**** Data provided

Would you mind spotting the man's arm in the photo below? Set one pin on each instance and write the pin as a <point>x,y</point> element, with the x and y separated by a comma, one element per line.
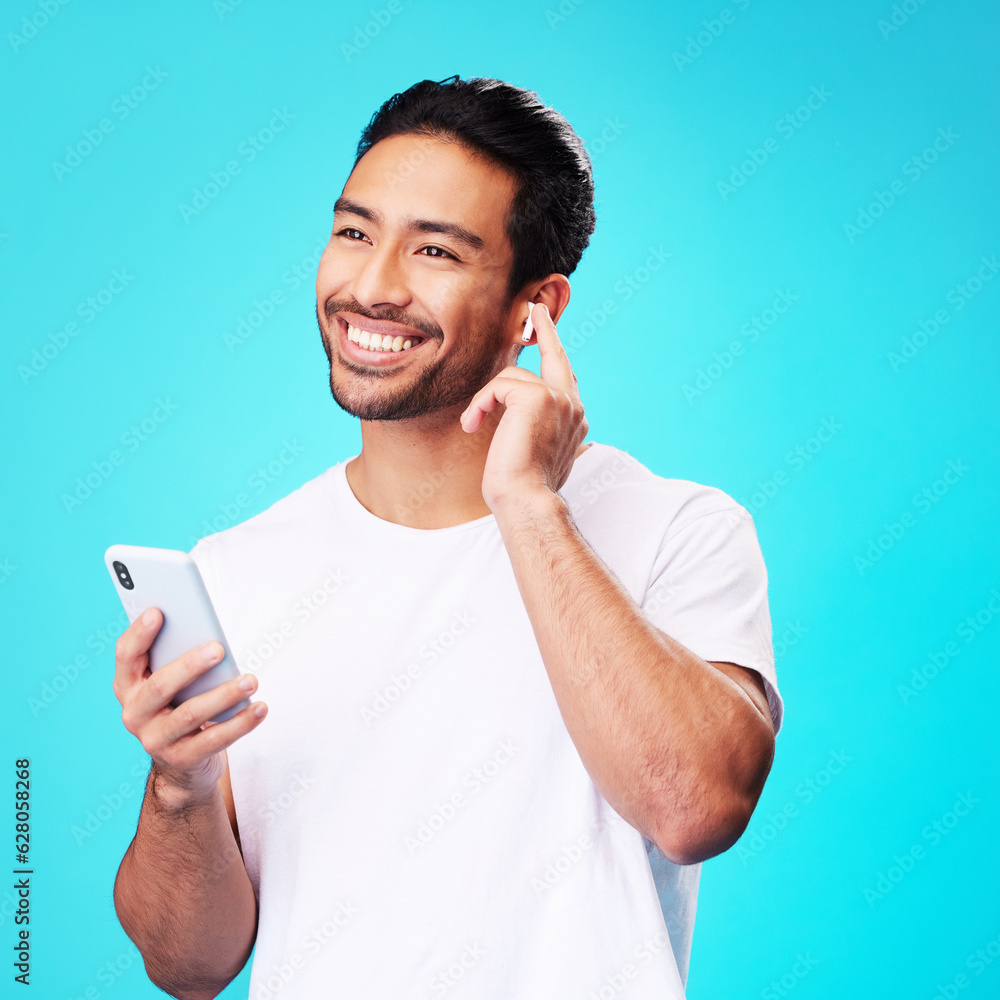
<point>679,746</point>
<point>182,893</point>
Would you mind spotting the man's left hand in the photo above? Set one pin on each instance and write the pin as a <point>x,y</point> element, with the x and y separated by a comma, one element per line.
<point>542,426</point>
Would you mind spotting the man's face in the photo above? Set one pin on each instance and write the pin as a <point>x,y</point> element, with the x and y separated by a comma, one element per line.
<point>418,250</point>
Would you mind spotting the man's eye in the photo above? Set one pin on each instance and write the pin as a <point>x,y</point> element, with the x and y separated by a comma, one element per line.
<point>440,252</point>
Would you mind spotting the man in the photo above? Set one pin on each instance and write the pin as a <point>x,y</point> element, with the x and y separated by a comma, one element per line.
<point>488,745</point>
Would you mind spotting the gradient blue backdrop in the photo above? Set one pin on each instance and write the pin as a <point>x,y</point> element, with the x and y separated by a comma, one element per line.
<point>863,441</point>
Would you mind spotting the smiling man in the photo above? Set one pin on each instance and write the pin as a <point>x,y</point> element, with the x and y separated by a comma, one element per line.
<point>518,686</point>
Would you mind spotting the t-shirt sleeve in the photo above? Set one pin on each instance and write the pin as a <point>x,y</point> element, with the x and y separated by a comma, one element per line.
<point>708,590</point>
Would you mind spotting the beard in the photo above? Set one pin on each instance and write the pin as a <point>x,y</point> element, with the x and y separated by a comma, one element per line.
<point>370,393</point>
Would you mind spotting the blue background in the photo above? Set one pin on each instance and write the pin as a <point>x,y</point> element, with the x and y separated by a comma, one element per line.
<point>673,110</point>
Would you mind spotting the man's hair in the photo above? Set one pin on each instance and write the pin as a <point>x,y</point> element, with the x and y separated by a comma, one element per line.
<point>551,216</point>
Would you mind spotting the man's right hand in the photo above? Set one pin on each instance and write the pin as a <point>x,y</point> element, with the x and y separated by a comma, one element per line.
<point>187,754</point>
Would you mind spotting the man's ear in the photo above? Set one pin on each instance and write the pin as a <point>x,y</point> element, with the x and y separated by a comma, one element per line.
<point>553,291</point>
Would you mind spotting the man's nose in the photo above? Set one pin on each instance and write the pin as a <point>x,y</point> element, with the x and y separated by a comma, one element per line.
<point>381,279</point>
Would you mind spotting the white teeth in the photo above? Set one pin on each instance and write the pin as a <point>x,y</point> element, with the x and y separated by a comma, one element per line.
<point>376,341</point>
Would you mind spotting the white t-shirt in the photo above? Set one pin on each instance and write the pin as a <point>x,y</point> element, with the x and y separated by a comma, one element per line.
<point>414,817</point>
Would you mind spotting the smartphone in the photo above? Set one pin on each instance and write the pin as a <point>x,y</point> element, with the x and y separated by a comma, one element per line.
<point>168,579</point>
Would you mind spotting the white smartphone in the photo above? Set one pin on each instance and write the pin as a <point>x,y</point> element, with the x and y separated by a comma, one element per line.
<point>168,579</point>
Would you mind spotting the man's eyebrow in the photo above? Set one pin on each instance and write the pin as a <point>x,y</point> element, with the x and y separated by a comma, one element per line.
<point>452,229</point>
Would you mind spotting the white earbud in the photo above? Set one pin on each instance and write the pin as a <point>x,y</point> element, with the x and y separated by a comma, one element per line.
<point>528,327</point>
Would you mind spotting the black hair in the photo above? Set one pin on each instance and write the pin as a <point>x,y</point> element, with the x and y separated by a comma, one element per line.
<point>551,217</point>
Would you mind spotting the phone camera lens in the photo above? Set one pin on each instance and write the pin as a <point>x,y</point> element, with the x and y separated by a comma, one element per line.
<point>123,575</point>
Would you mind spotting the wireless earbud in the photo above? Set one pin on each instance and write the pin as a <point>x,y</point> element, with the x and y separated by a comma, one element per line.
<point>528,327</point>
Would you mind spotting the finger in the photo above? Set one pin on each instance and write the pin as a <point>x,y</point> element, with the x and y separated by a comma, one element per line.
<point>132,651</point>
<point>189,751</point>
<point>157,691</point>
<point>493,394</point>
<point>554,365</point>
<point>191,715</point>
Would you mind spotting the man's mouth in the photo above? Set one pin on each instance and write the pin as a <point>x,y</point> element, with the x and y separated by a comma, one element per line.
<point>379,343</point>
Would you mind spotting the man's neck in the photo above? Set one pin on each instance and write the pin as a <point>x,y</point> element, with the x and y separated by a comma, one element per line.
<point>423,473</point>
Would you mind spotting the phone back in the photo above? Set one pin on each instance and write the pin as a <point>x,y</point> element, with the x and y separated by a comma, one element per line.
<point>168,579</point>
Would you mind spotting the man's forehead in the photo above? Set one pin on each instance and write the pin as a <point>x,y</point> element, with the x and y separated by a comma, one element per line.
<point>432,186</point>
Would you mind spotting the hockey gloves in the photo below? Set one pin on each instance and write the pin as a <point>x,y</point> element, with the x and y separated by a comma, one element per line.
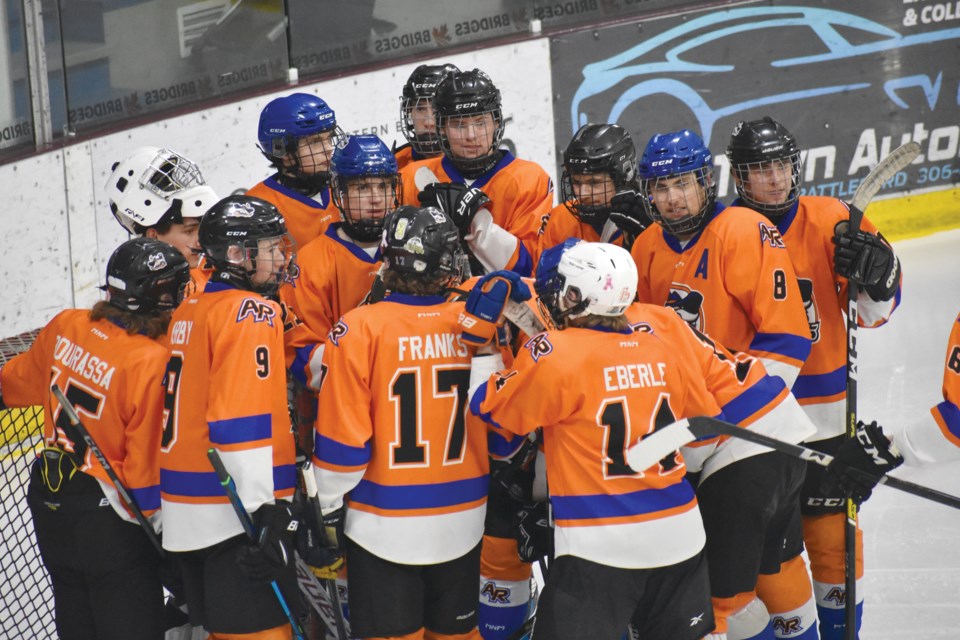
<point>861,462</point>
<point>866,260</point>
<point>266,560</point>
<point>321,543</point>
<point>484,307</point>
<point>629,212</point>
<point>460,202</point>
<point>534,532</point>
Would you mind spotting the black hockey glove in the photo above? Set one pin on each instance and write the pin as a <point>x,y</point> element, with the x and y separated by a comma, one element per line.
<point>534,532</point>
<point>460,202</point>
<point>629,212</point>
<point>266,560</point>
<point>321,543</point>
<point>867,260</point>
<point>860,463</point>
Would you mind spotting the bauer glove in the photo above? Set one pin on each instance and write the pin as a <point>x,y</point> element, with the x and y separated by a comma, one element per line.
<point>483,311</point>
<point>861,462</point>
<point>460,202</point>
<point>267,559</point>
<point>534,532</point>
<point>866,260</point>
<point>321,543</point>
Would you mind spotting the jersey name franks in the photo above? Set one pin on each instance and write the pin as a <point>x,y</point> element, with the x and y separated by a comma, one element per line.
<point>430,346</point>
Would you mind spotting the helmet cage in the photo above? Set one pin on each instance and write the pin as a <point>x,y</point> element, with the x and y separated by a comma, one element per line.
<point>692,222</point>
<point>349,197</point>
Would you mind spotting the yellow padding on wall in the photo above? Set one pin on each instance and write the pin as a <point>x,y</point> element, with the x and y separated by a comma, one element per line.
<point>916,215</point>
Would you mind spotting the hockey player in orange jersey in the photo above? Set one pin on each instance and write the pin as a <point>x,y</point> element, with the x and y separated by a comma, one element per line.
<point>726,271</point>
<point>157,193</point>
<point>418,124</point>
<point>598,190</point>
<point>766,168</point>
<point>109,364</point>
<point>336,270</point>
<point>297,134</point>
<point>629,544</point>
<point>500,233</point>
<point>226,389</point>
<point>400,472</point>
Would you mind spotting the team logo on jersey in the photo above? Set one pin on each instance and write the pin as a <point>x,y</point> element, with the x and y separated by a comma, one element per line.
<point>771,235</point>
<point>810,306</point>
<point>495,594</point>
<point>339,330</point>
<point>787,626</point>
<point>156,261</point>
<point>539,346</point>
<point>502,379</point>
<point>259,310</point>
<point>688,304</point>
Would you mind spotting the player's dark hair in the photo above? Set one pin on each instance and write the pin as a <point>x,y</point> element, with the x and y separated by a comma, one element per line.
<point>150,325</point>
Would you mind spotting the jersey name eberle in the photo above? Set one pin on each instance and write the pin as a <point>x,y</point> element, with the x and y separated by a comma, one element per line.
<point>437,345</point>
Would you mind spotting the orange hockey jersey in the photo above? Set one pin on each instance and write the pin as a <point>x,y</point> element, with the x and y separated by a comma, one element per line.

********

◆ **Exercise goal**: Duplicate the material above line for line, leaving out the pictures.

◆ **Answer to the task**:
Would you mind spotting the man's arm in the photo below? Set one pin on each instance and write the pin as a <point>x,y</point> element, with the x and y separated by a comma, one element per line.
<point>679,746</point>
<point>182,893</point>
Would you mind spotting the man's left hand in the photo above? Set one pin on each instance and write the pin as a <point>x,y</point> element, with the x and y separated by a comma, one element per line.
<point>542,426</point>
Would you mind spotting the man's face in the photo above? Set one pin on each instance and write the pin as a <point>x,y</point> element, with the x and y separated by a comma, one element per line.
<point>418,250</point>
Would you mind spotting the man's eye in the photo above? Set one pin on each instance and write the pin as a <point>x,y</point> element, with the x and y separated by a comma, one element per line.
<point>440,252</point>
Would you mind spotting the man in the photo above? Set one pin on each instance and write the pin as a <point>x,y</point> element, with the x and y separated by a comma, one element per line.
<point>488,745</point>
Would you mind spotting the gradient blue backdrop in the photo above? Set one pin on each instance and write the pin as a <point>x,y</point> element, with the x and y separated by a comma, one element per line.
<point>863,441</point>
Would you mind spotting the smiling man in the photo above? Set one pin on each instance and write the pin as a <point>x,y</point> element, with the x and y separated by a comma, one element per line.
<point>518,686</point>
Would you mind spotting the t-shirt sleeve in the photo above? Set one pin on each instance and write the pin as a <point>x,y</point> element, with the x and y separated by a comma, one element per line.
<point>708,590</point>
Would you mind spotting the beard in the photo above? Set one pin on each instance and write the pin as a <point>x,y</point> element, with the x and y separated by a comma, one element per line.
<point>370,393</point>
Would you mind spotting the blue background in the photo above? Set one pin on each instance and write the pin as a <point>x,y</point> element, with the x and y separated by a comma, one element per line.
<point>673,110</point>
Would you mind spotting the man's hair in the photo above? Set one pin on each instance and write the pin as a <point>x,y</point> element, with the x and y separated by a comma, one element per line.
<point>551,216</point>
Would you mind spotting the man's right hand in the photo above? Set one pin on each instance and write the pin as a <point>x,y</point> element, with the x and y separated by a comma, one element per line.
<point>187,754</point>
Would you mind spotting the man's ear in the photo above? Set one pin on each instance and write the pin as a <point>x,y</point> element, with the x and y separated by a comma, one element per line.
<point>553,291</point>
Would you mind spotting the man's nose in the photo above? Set one pin on each instance and write the pin as a <point>x,y</point> element, with the x and y separated by a comma, one element per line.
<point>381,279</point>
Would you mind spotting the white teeth in the photo above? Set one pin on each instance and write the pin as a <point>x,y</point> element, with the x and y separated by a comma, one element per line.
<point>376,341</point>
Would you mind spotting the white t-shirt in the photo above? Set one pin on each instance and write the pin as a <point>x,y</point> element, with the x and y separated by a comma, one element per line.
<point>414,817</point>
Would you mind spotting the smartphone in the photo above? Set one pin on each instance and write the pin as a <point>x,y</point> element, with the x and y separated by a comma, one element per line.
<point>168,579</point>
Would you mind spotting the white smartphone in the photo above? Set one pin on each instance and write the pin as a <point>x,y</point> element, with the x and y separated by a comma, one element per line.
<point>168,579</point>
Would you mind spotting the man's eyebrow in the photo above? Set one pin on each instance and write the pin as a <point>x,y</point> element, with the x and y separated by a comma, one element per line.
<point>452,229</point>
Would you mind spotting the white earbud in the photo above? Set one pin on each instance and write the pin as a <point>x,y</point> element, with the x and y separated by a comma, one element per line.
<point>528,327</point>
Would you mind spotting the black hair in the photo above? Set one pin on each instance and write the pin as a <point>x,y</point> element, with the x and y separated by a comma, one element per line.
<point>551,217</point>
Would you mind spotting the phone camera lens in the photo above? Set one pin on each instance and write the pin as a <point>x,y</point> element, with the x and y separated by a comma, one element per line.
<point>123,575</point>
Would you mind spotting the wireless earbud in the photo above? Set one pin on each instance and write the pin as a <point>x,y</point> element, with the x and y separated by a comma, one element per line.
<point>528,327</point>
Would you mind spotting the finger in the photo above? Set one pin on each instance and write the pin as a <point>x,y</point> element, with the x and y separated by a comma, one element per line.
<point>132,651</point>
<point>189,751</point>
<point>157,691</point>
<point>493,394</point>
<point>554,365</point>
<point>191,715</point>
Would you mind spotting the man's mouth in the photo above? Set one pin on each instance and write the pin as a <point>x,y</point> element, with the x and y separated by a comma, one element per line.
<point>379,343</point>
Would you mind spotting the man's neck in the photo above? Set one pin on each instance and write the pin as a <point>x,y</point> element, with the x and y separated by a comma, one element per line.
<point>423,473</point>
Would you mind spotting the phone back in the photo above? Set one pin on each instance and write the pin as a <point>x,y</point> element, with the x and y separated by a comma, one element per line.
<point>168,579</point>
Would you mind spotting the man's forehead in the photo above? Set one pin on each instance and write the pin as a <point>x,y</point> element, with the x and y separated by a comma, one element per line.
<point>432,186</point>
Would you mind spotting the hockey gloves in the photo below? Set one pin on each instance and write the pin as a <point>x,y</point> element, with the x and y separated by a comma, one element per line.
<point>861,462</point>
<point>866,260</point>
<point>266,560</point>
<point>321,543</point>
<point>484,307</point>
<point>629,212</point>
<point>460,202</point>
<point>534,532</point>
Would you mind spotting the black hockey glove in the photo above? Set one pin on each instance and write the pin as a <point>x,y</point> element, with the x and y separated by a comma, one element per line.
<point>534,532</point>
<point>460,202</point>
<point>629,212</point>
<point>266,560</point>
<point>321,543</point>
<point>867,260</point>
<point>860,463</point>
Would you mind spotting the bauer glove in the photo above? Set one pin on each instance and write the pin as a <point>x,y</point> element, with the x and y separated by a comma, one element per line.
<point>483,311</point>
<point>861,462</point>
<point>460,202</point>
<point>267,559</point>
<point>534,532</point>
<point>866,260</point>
<point>321,543</point>
Would you mind spotting the jersey name franks in the photo above? Set one pin on each instance and write the pin as a <point>x,y</point> element, with the x and y separated by a comma, one element per line.
<point>430,346</point>
Would you mind spotting the helmet cage in the photo above? Set one pin on each instance and write the pin as a <point>x,y</point> element, with the x and y separated by a comma, one element per line.
<point>692,222</point>
<point>349,197</point>
Would you mind spotting the yellow padding on wall in the photo above? Set one pin on each instance and write the pin as a <point>x,y</point> element, with the x and y separated by a comma, one element per line.
<point>916,215</point>
Would you mind spotting the hockey player in orange jersey in the photo above? Set one pin on each instance and write the pin as a <point>x,y</point> element, with the x and y separated by a comma, one element per line.
<point>726,271</point>
<point>157,193</point>
<point>418,124</point>
<point>598,190</point>
<point>766,168</point>
<point>109,364</point>
<point>336,270</point>
<point>297,134</point>
<point>629,544</point>
<point>500,233</point>
<point>226,389</point>
<point>400,472</point>
Would you mind spotting the team logo on jersey in the photo above? Set one pin on each instance and write the pin as a <point>x,y</point> element, with the x and y separated by a comma, one element per line.
<point>771,235</point>
<point>810,306</point>
<point>495,594</point>
<point>339,330</point>
<point>787,626</point>
<point>156,261</point>
<point>539,346</point>
<point>502,379</point>
<point>259,310</point>
<point>688,304</point>
Would you mind spotting the player's dark hair in the photo above? Set one pin on each instance and write the pin as a <point>x,y</point> element, with the x and y separated by a comma, one element per line.
<point>150,325</point>
Would you mind spotting the jersey name eberle in the photo above? Set one pin on each instance and write the pin as a <point>x,y</point> element, with the x and y separated by a comma, one element per line.
<point>437,345</point>
Would you mind spotting the orange hockey jersey in the photo above? Set one pin on each instance and write the pin as a <point>x,y</point> element, with the x and y separated by a comma, one element per line.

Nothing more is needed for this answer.